AIM OF THE TASK:
A verbatim copy of the lines from the one with "of the blurred" through the final line below is required; print it and nothing else.

──────── DATA FOR THE TASK

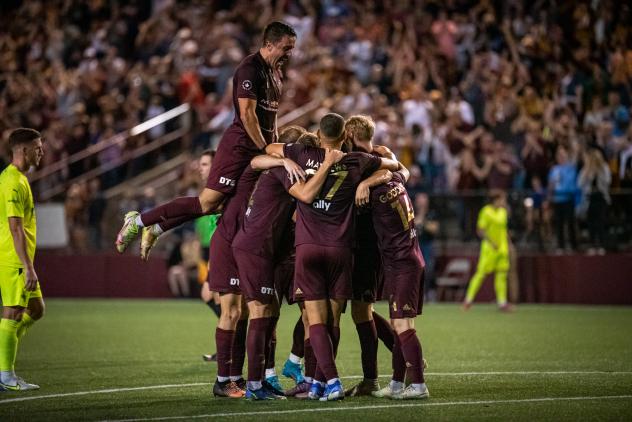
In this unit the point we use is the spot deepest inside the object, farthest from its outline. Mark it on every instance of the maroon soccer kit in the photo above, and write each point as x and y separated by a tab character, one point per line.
325	228
256	245
393	219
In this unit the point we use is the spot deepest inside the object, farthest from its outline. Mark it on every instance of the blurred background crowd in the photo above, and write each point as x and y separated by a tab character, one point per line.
533	97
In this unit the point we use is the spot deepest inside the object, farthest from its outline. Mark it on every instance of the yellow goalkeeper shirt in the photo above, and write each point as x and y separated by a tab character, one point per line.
16	200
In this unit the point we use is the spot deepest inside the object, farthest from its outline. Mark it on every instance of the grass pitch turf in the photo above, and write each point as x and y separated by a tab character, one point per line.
142	360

────────────────

TASK ANSWER:
In this unit the point we use is the spot deepest inside the object, farthest from its outline. Mark it on every instance of the blurred background crowd in the photo above, and write each point as x and y separated by a tab character, one point per line.
533	97
In this unit the point we use is the spot deepest inside the object, farthest from its outline. Mark it on every instance of the yellow goalkeeper shirt in the photo above, and write each point as x and y separated by a tab character, one point per line.
16	200
In this unit the point we use is the spot deepest inside the object, farthest from its outline. Mark it on every instance of the grass pitch turf in the photo above, and write each point as x and y separated by a tab character, one point per line.
142	360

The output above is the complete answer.